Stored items
*****
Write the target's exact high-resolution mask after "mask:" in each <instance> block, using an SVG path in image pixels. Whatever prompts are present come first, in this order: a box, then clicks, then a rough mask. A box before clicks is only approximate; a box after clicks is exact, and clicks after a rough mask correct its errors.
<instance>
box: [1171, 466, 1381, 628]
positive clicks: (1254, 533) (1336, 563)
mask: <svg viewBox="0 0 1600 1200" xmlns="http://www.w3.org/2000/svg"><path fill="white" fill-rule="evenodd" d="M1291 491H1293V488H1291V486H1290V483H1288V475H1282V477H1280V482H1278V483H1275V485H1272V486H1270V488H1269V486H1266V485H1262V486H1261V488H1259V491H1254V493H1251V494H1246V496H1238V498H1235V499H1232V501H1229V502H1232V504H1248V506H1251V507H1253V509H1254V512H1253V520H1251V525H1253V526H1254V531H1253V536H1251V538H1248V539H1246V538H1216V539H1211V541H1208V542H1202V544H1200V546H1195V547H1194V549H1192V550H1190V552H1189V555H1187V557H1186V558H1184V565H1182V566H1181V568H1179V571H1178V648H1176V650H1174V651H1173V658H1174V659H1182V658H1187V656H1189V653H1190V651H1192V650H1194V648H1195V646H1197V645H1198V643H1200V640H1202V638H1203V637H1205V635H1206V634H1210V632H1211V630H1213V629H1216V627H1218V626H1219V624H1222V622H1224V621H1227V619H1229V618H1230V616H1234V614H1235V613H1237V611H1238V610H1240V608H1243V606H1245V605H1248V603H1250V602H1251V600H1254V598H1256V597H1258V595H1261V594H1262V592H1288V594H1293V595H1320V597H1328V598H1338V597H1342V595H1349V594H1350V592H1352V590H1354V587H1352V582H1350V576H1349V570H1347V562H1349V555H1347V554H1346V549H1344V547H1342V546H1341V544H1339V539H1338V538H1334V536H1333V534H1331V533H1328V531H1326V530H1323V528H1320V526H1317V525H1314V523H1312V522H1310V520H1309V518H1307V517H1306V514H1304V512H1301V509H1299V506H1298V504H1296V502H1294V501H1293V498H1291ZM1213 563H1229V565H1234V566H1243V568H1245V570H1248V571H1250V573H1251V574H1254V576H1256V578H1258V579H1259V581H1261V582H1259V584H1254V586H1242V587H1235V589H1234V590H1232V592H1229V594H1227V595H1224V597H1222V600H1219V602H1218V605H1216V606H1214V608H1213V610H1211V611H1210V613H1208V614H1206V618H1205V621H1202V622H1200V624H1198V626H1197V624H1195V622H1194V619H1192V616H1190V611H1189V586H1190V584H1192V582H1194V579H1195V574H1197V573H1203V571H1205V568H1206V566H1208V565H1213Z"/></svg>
*****
> **Exercise objective**: Return the lines above, from the one containing "box: [1171, 466, 1381, 628]" to the end, exactly as they stand.

> **Reply**:
box: [1171, 466, 1381, 628]
positive clicks: (1254, 533) (1336, 563)
mask: <svg viewBox="0 0 1600 1200" xmlns="http://www.w3.org/2000/svg"><path fill="white" fill-rule="evenodd" d="M1291 491H1293V488H1291V486H1290V483H1288V475H1282V477H1280V482H1278V483H1275V485H1272V486H1270V488H1269V486H1266V485H1262V486H1261V488H1259V491H1254V493H1251V494H1246V496H1238V498H1235V499H1232V501H1229V502H1232V504H1248V506H1251V507H1253V509H1254V512H1253V520H1251V525H1253V526H1254V531H1253V536H1251V538H1248V539H1246V538H1216V539H1211V541H1208V542H1202V544H1200V546H1195V547H1194V549H1192V550H1190V552H1189V555H1187V557H1186V558H1184V565H1182V566H1181V568H1179V571H1178V648H1176V650H1174V651H1173V658H1174V659H1182V658H1187V656H1189V653H1190V651H1192V650H1194V648H1195V646H1197V645H1198V643H1200V640H1202V638H1203V637H1205V635H1206V634H1210V632H1211V630H1213V629H1216V627H1218V626H1219V624H1222V622H1224V621H1227V619H1229V618H1230V616H1234V614H1235V613H1237V611H1238V610H1240V608H1243V606H1245V605H1248V603H1250V602H1251V600H1254V598H1256V597H1258V595H1261V594H1262V592H1288V594H1293V595H1320V597H1328V598H1338V597H1342V595H1349V594H1350V592H1352V590H1354V587H1352V582H1350V576H1349V570H1347V562H1349V555H1347V554H1346V549H1344V547H1342V546H1341V544H1339V539H1338V538H1334V536H1333V534H1331V533H1328V531H1326V530H1323V528H1320V526H1317V525H1314V523H1312V522H1310V520H1309V518H1307V517H1306V514H1304V512H1301V509H1299V506H1298V504H1296V502H1294V501H1293V498H1291ZM1213 563H1229V565H1234V566H1243V568H1245V570H1248V571H1250V573H1251V574H1254V576H1256V578H1258V579H1259V581H1261V582H1259V584H1254V586H1242V587H1235V589H1234V590H1232V592H1229V594H1227V595H1224V597H1222V600H1219V602H1218V605H1216V606H1214V608H1213V610H1211V611H1210V613H1208V614H1206V618H1205V621H1202V622H1200V624H1198V626H1197V624H1195V622H1194V619H1192V616H1190V611H1189V586H1190V584H1192V582H1194V579H1195V574H1197V573H1203V571H1205V568H1206V566H1208V565H1213Z"/></svg>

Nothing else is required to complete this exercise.